The survey results show that treasury functions are managing their cash prudently in the face of growing volatility, notes BELLIN director, sales North America, Hung Nguyen. The findings also suggest that “uncertainty in the global economy is causing businesses to entrench and build their cash reserves to weather any financial downturn,” he adds.
As more signs of a slowdown emerge, treasury leaders must determine which indicators are meaningful and which are not. “The cacophony of noises seeking to grab attention can be related to concerns about trade, speculation about interest rate adjustments, or otherwise,” says Strategic Treasurer managing partner Craig Jeffery. “Treasury professionals will make adjustments based upon real events actually happening that will impact their organization.”
In the coming months, this practicality will need to be applied to companies’ levels of cash reserves, adjustments to the mix of cash and short-term investments (including overseas holdings), and a range of internal technology, talent, and risk management challenges. “Continued headwinds from low interest rates globally, coupled with increased pressure from global regulators and the investor community,” notes Ken Thomas, a managing director with Protiviti, require “treasury functions to be balanced and innovative in managing their company’s cash and solvency.”
Cash Reserves Rising
The “2019 Cash Management Survey” was completed in September by treasury executives across all industries. Twenty-nine percent of respondents work in companies with annual revenues of less than $100 million; 22 percent earn $100 million to $1 billion; 29 percent have revenues of $1 billion to $10 billion; and 27 percent exceed $10 billion.
The survey’s most compelling results, according to BELLIN head of customer advisory Rüdiger Schlecht, include the fact that far more organizations increased cash reserves in the past year (42 percent) than reduced cash reserves (22 percent). See Figure 1.
Schlecht holds up two of the survey’s other findings as also noteworthy: First, that nearly two-thirds of responding organizations (62 percent) are net investors as opposed to net borrowers (38 percent). And second, that 31 percent of global companies plan to reduce, during the next year, the portion of cash and short-term investments that they hold abroad.
You May Also Like
Overall, the survey found that companies continue to increase their cash reserves, which likely reflects a response to an increasingly uncertain global business environment, Nguyen notes. He also points out that some companies are tempering their pace of growth in response to the global slowdown. Some of these companies may have begun reducing capital expenditures more than a year ago, “and we’re now seeing the effect of growth slowdown,” Nguyen adds.
Michael Kolman, ION Treasury Chief Strategy Officer for ION Treasury, agrees. “Uncertainty related to geopolitical risk is having a notable impact on cash management practices across industries this year, and we expect that to continue,” she says. “Another related external factor that is affecting cash management—and particularly cash pooling around the world—is the shifting tax and regulatory landscape.”
Increases in operating cash flows (cited by 25 percent of respondents), reductions in operating cash flows (18 percent), reduction in capital expenditures (9 percent), merger and acquisition (M&A) activity (9 percent), and reduction in corporate debt (8 percent) mark the factors that survey respondents said had the most influence on their corporate cash reserves in the past year. When comparing the 2019 results against last year’s survey results, it is worth noting that more organizations experienced a reduction in operating cash flows in 2019.

» **Written exercise**
Extend the article on corporate cash management with the passage that comes next after its final sentence. You won't need the records.

» **Raw records**
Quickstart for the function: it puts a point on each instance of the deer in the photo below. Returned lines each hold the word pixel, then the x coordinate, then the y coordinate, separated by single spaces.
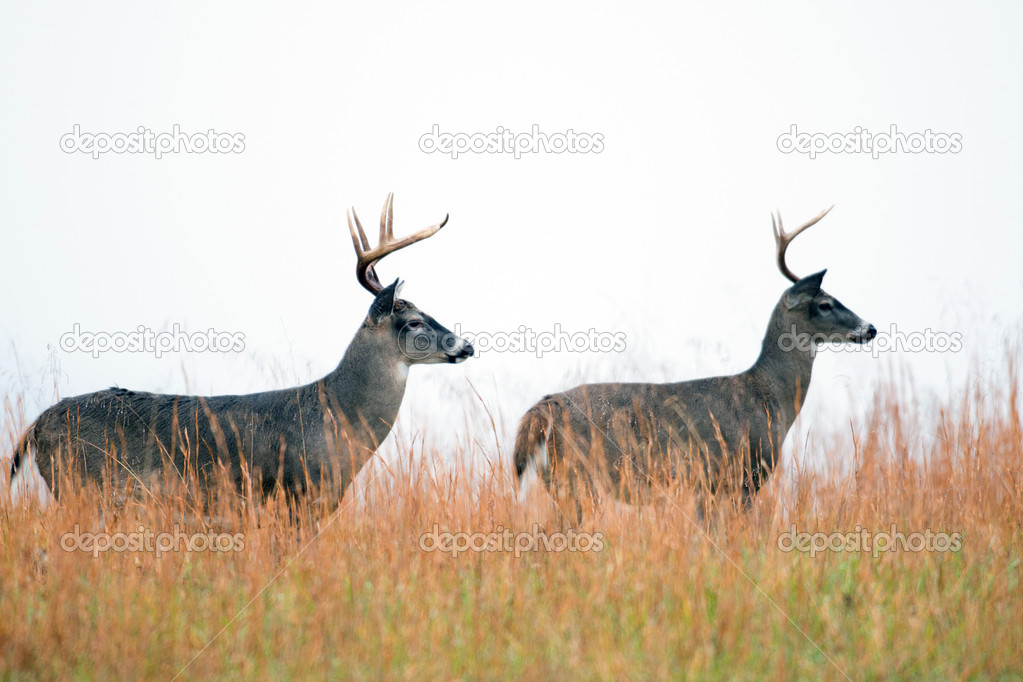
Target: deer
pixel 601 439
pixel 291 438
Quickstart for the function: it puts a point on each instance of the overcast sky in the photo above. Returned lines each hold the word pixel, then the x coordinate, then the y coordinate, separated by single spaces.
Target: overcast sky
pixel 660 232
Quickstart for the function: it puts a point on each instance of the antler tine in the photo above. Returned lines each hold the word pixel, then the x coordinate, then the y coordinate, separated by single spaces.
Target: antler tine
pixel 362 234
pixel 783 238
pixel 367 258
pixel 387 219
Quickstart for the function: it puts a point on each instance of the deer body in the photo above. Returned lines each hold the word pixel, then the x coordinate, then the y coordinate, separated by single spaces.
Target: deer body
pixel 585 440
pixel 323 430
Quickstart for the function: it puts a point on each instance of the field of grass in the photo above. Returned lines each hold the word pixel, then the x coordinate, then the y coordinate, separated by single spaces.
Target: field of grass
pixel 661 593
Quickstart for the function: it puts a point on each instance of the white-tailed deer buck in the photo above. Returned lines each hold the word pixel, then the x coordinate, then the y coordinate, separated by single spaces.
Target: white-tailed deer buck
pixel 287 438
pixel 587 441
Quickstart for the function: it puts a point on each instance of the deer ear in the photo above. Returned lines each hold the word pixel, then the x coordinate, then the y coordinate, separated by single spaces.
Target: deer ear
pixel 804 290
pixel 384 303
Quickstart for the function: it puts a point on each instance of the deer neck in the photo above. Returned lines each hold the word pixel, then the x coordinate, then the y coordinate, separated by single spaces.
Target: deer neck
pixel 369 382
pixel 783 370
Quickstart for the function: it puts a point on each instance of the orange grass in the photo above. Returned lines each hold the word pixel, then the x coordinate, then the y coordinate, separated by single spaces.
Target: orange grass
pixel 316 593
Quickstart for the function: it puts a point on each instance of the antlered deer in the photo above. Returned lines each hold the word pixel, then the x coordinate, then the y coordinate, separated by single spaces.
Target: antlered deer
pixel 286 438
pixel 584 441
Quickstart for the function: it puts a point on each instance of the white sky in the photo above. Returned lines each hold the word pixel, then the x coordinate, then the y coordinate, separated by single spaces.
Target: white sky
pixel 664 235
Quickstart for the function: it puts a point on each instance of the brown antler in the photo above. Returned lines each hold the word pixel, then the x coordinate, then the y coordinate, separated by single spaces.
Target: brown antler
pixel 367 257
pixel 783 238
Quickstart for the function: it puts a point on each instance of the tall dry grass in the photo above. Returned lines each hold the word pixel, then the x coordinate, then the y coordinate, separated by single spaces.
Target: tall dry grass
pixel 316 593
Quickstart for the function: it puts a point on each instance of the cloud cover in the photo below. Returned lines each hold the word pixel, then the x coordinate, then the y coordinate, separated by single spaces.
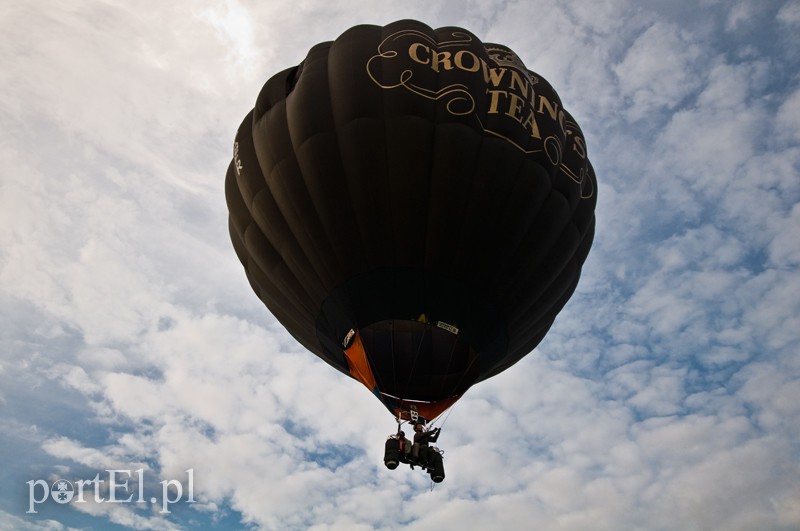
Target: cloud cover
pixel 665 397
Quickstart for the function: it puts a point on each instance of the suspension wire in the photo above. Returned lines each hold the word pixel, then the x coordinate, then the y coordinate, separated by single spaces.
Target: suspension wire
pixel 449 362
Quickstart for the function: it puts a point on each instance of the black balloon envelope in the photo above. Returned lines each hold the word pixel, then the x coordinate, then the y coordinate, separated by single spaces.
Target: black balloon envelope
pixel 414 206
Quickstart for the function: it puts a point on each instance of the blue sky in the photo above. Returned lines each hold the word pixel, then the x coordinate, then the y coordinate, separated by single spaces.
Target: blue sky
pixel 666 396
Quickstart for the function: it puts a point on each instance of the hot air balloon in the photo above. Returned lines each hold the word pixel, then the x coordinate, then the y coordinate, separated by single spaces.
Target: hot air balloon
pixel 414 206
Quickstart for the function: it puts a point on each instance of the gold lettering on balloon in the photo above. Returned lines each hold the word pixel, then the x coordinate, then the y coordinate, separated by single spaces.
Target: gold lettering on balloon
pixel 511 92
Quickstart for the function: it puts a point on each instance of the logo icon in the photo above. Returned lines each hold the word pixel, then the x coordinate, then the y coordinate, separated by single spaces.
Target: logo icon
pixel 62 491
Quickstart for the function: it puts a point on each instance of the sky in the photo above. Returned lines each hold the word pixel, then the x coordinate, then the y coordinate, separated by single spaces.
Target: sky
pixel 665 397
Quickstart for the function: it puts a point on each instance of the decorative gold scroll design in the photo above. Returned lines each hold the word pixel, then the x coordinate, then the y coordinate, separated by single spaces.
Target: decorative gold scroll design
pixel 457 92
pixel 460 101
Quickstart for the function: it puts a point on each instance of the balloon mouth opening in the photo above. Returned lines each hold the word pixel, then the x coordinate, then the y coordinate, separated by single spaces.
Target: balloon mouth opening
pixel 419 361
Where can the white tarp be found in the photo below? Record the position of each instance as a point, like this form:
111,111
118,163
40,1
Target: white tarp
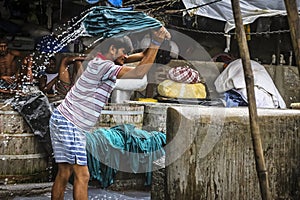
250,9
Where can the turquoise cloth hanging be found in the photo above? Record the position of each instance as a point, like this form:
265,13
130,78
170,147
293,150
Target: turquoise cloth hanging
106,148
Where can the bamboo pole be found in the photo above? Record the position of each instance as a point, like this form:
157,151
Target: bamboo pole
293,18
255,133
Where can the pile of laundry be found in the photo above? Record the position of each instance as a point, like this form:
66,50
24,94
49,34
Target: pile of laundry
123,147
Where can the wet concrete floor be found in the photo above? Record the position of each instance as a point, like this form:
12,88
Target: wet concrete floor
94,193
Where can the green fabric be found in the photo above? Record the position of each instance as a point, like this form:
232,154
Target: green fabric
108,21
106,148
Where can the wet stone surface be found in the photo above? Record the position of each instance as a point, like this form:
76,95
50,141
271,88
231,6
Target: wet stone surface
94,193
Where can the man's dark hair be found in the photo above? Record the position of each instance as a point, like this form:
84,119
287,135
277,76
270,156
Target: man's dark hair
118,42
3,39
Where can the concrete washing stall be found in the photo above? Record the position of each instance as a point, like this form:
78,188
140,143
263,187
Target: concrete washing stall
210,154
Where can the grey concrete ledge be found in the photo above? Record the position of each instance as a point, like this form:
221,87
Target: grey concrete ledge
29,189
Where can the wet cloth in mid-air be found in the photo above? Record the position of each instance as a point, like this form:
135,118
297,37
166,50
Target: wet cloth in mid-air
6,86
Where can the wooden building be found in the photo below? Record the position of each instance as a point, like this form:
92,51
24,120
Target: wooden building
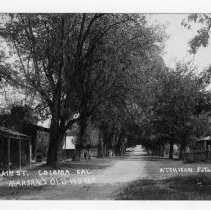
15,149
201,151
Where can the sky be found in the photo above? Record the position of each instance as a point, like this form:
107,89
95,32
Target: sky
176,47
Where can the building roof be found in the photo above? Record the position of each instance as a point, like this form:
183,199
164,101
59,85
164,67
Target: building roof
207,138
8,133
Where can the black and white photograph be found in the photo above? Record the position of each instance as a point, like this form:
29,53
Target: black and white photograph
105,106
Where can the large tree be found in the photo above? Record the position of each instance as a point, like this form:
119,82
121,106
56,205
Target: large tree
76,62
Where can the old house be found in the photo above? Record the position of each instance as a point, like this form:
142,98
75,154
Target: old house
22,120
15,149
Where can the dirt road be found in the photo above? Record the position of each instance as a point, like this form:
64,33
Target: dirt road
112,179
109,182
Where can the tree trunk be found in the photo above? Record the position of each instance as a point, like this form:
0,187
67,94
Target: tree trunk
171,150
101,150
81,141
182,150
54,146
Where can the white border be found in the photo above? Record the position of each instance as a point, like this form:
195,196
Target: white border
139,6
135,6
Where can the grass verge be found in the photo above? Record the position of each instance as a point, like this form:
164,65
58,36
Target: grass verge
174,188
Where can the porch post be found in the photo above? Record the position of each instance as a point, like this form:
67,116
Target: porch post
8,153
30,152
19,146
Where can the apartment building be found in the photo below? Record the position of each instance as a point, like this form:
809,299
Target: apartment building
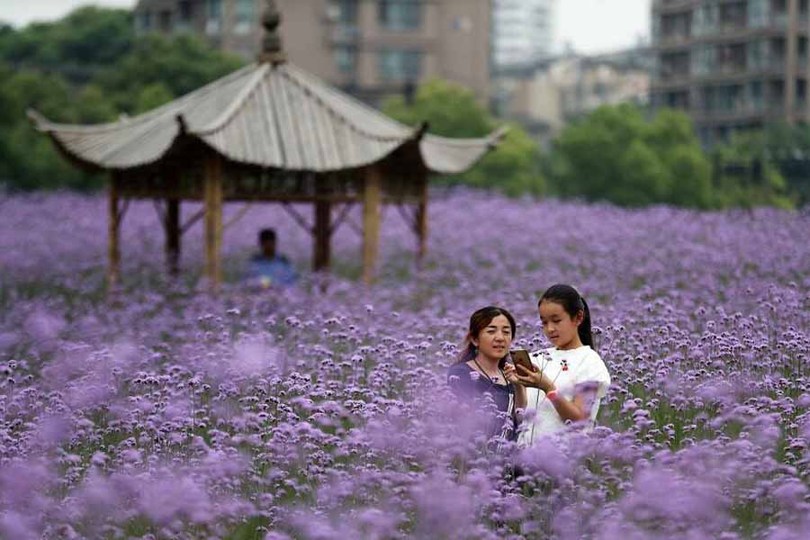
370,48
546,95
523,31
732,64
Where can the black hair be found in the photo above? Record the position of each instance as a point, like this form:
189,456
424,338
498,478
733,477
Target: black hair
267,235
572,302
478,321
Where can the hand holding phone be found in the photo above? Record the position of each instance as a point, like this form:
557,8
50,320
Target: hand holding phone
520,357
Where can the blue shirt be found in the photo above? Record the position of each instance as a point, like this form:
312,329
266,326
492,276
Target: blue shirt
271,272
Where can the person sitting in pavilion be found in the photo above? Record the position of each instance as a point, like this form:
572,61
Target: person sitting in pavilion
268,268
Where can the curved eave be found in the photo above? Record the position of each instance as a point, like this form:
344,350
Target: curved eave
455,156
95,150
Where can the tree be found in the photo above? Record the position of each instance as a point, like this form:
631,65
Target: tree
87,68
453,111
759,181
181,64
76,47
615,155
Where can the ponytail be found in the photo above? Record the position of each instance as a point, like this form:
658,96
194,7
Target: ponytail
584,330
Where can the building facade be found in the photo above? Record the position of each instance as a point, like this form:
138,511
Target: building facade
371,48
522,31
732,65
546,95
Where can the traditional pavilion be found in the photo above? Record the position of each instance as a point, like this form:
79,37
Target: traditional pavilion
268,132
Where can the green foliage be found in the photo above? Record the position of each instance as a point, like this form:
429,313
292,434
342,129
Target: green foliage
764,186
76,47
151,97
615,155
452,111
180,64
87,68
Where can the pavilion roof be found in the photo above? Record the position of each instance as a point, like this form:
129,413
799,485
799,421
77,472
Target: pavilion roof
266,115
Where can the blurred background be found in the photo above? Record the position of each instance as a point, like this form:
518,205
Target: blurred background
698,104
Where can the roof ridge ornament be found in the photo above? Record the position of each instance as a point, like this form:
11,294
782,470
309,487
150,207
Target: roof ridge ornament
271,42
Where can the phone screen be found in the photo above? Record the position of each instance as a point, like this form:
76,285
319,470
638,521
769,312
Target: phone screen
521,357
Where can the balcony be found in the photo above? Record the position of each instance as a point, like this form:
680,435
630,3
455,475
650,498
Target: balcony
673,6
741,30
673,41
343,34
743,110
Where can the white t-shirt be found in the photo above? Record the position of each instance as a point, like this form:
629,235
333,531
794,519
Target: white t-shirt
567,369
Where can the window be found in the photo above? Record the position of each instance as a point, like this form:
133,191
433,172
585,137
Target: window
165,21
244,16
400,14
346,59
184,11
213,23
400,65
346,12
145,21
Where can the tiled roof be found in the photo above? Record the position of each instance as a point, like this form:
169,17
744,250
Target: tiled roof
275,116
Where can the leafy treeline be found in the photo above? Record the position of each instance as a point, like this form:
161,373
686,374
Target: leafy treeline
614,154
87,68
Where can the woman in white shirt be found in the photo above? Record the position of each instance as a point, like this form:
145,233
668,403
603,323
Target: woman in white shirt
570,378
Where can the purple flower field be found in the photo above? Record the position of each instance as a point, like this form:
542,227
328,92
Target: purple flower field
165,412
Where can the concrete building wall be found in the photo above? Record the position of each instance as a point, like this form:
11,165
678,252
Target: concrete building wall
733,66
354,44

» **Written answer**
It is also notable that the proportion of companies reducing corporate debt (8 percent) and/or reducing capital expenditures (9 percent) in 2019 effectively doubled compared with the 2018 iteration of the same survey. These reductions in capex and corporate debt, Nguyen says, are a “clear signal that companies are wary of uncertainty in the business climate” and are “shoring up their balance sheet to weather any adverse financial downturn in the economy.” See Figure 2.
When treasury professionals project how they expect their organization’s cash reserves to change in size during the next year, 41 percent expect reserves to increase, 43 percent project no significant change, and 17 percent expect a decrease (with roughly three-quarters of that final group expecting a decrease of less than 10 percent). However, compared with the 2018 survey, significantly fewer respondents said they expect cash reserves to increase by more than 10 percent over the next year—13 percent in 2019, vs. 29 percent in 2018.
The factors that respondents expect to influence their cash reserves in the future also changed significantly. In last year’s survey, 41 percent of respondents indicated that increases in operating cash flows would have the largest influence on corporate cash in the coming year. This year, however, only 24 percent of respondents expect increases in operating cash to have the most significant impact on cash reserves. Additionally, nearly twice as many respondents this year (15 percent in 2019, vs. 8 percent in 2018) expect a reduction in operating cash flows to have the largest impact on their cash reserves over the next year.
“It suggests that companies are slowing down their pace,” Nguyen reports, “and some effect of the global business slowdown may already be taking hold.” This year’s survey respondents also think that uncertainty in the global business climate (due to events such as Brexit), as well as trade policy and tariffs, will have a much greater impact on cash reserves during the coming year than last year’s respondents predicted. See Figure 3.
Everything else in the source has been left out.